- _MATERIAL SHOWN_
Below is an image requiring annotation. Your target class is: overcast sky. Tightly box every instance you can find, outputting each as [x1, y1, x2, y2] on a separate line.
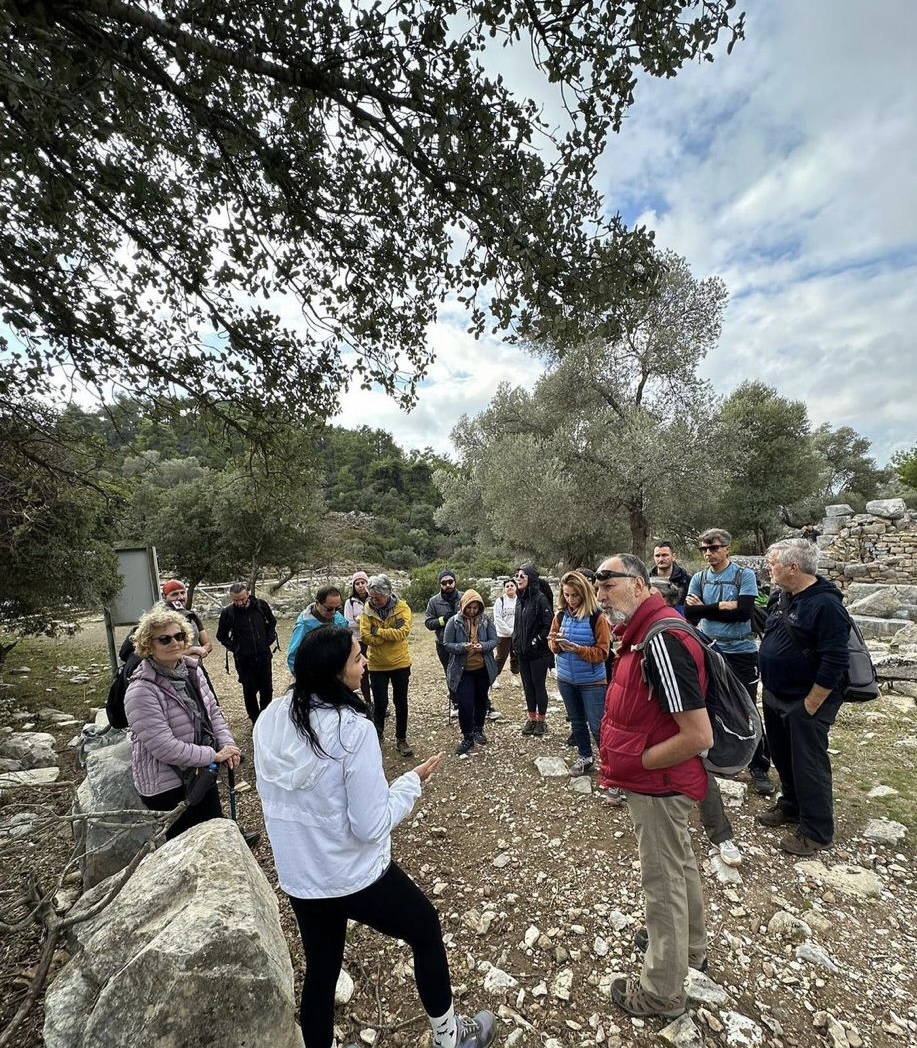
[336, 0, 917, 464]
---
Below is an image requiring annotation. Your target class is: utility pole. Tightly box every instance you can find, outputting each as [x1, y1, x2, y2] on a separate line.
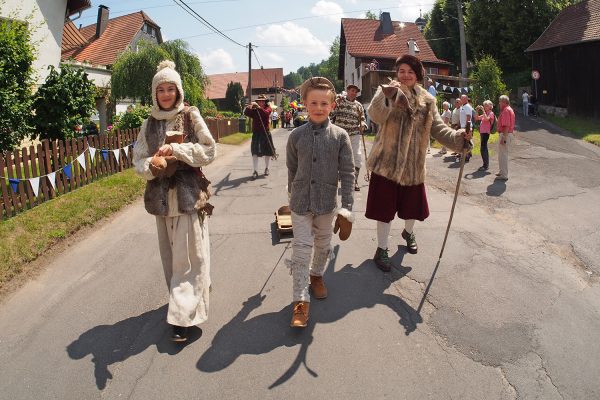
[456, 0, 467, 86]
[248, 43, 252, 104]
---
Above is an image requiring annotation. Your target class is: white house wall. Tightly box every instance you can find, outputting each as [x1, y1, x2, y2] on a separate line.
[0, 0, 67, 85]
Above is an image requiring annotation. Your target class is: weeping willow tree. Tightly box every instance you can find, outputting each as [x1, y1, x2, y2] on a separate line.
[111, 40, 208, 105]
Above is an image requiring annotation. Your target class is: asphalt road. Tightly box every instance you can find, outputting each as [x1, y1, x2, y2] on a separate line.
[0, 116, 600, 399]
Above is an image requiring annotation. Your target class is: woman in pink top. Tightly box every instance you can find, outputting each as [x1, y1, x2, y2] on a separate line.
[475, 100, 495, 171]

- _WORK INSTRUCTIONS_
Copy the listing from the line that contains "class is: weeping" to the line that contains "[475, 100, 495, 171]", keeping both of those lines and changing nothing.

- _SOLUTION_
Above is an image requiring annotation. Your target class is: weeping willow tree. Tightly box every instance you can find, outputting each as [x1, y1, x2, y2] on a separate line.
[111, 40, 208, 105]
Above is an image requiring annotation. Your target class is: asphalt road. Tightly box every instance you can find, outputting each as [x1, y1, x2, y2] on a separate line.
[0, 116, 600, 399]
Above is an image requiring annotation. Your target class is: woman in pink top. Tightly box every instance you can find, outputting each as [x1, y1, x2, y2] on a separate line.
[475, 100, 495, 171]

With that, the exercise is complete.